Word for word, write the lines below out again, with no pictures.

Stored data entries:

....................

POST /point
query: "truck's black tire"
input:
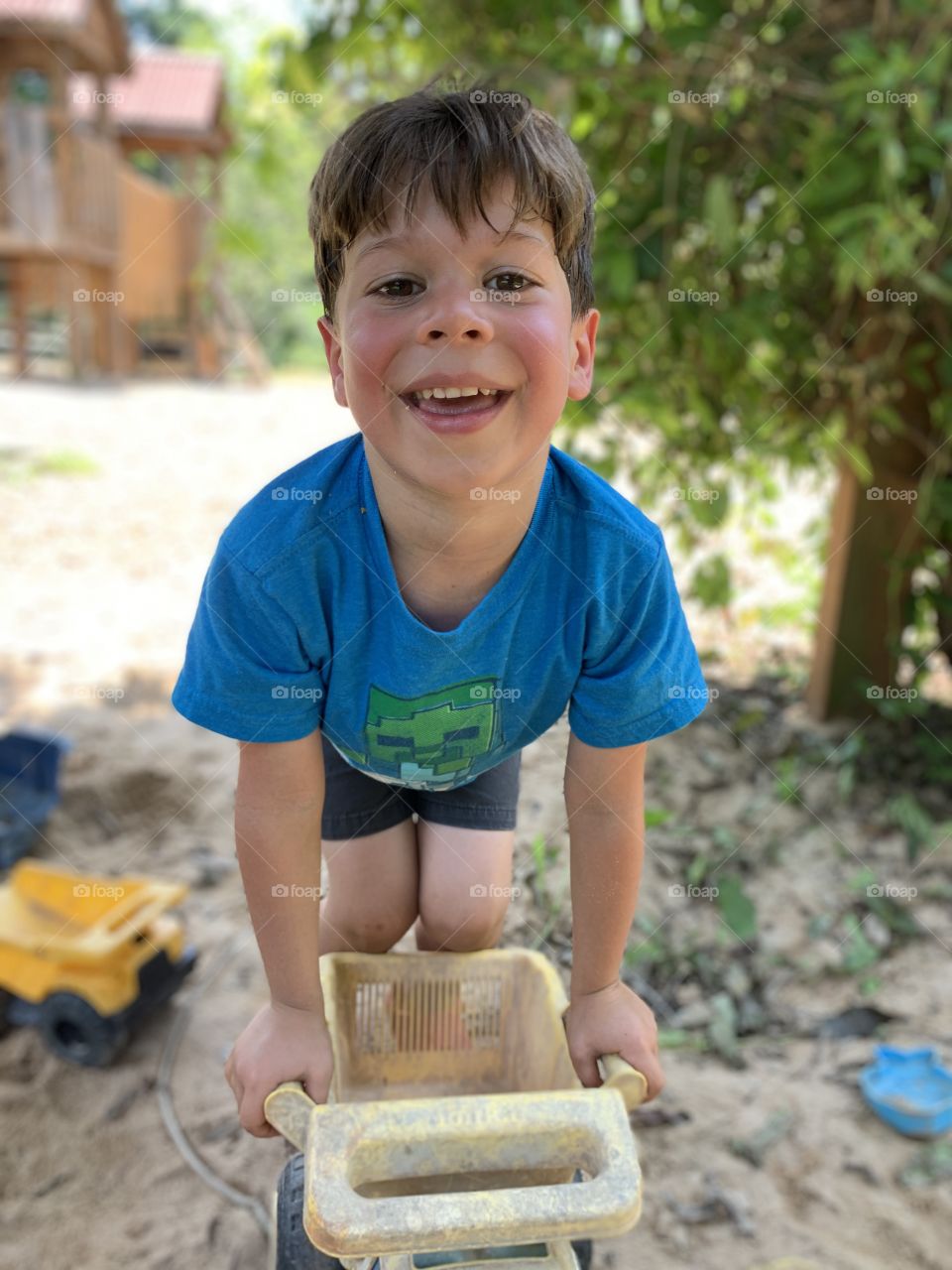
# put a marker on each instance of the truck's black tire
(583, 1252)
(295, 1251)
(581, 1247)
(73, 1030)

....................

* _RESPONSE FOR THIS EXERCISE_
POST /point
query: "truck's black tire"
input:
# put a marker on each instance of the truck's black tire
(583, 1252)
(295, 1251)
(581, 1247)
(73, 1030)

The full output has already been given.